TEXT EXCERPT:
PostPosted: October 21, 2004 9:23 AM    Post subject: Reply with quote

I'm with LEEN. You must take a stand sorry to say it but I believe you have created this situation ( That is if he is only verbal but toss this on the fire if he is physical). It doesn't matter by the way that you have screwed up and allowed it thus far. The shock and awe campaign will just be all that more surprising. I can see his eyes bugging out now as next time he acts like that bellow out the door of your class for him to Settle Down you'll be out when class is over. My hubby DARES once in awhile to try crap like that and you can bet he is always some sorry he went there. We have 20 years into our marriage and we are each other's best friends. We are a team so it actually makes the other person more secure when you offer him the security he needs. People that act like your husband is acting are usually insecure in themselves and it has nothing to do with you. Take control but not by babying him. He needs tough love. Now if he is physical go to the shelter don't look back and put your energy into getting the healthier half of all you own with hubby. Make that your priority. No better way to heal your hurts than a SCREW YOU ATTITUDE. Good luck now it's time to kick ASS not ASH (that one is behind you)

DIRECTIONS FOR THIS TASK:
Copy out the forum post above in full, with every word and punctuation mark unchanged.

DATASET EXTRACT:

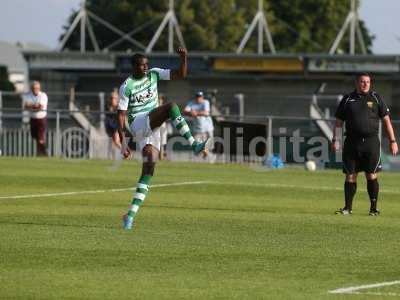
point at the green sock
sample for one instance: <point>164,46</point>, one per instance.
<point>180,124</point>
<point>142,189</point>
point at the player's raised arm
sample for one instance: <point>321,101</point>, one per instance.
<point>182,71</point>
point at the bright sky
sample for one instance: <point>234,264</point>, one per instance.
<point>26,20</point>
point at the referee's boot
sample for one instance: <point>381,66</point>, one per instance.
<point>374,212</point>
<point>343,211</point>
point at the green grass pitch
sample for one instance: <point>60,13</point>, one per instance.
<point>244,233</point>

...

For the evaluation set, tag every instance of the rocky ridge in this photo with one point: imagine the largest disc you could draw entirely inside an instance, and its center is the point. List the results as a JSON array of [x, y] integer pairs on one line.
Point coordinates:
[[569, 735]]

SOLUTION TO THIS PROBLEM:
PostPosted: October 21, 2004 9:23 AM    Post subject: Reply with quote

I'm with LEEN. You must take a stand sorry to say it but I believe you have created this situation ( That is if he is only verbal but toss this on the fire if he is physical). It doesn't matter by the way that you have screwed up and allowed it thus far. The shock and awe campaign will just be all that more surprising. I can see his eyes bugging out now as next time he acts like that bellow out the door of your class for him to Settle Down you'll be out when class is over. My hubby DARES once in awhile to try crap like that and you can bet he is always some sorry he went there. We have 20 years into our marriage and we are each other's best friends. We are a team so it actually makes the other person more secure when you offer him the security he needs. People that act like your husband is acting are usually insecure in themselves and it has nothing to do with you. Take control but not by babying him. He needs tough love. Now if he is physical go to the shelter don't look back and put your energy into getting the healthier half of all you own with hubby. Make that your priority. No better way to heal your hurts than a SCREW YOU ATTITUDE. Good luck now it's time to kick ASS not ASH (that one is behind you)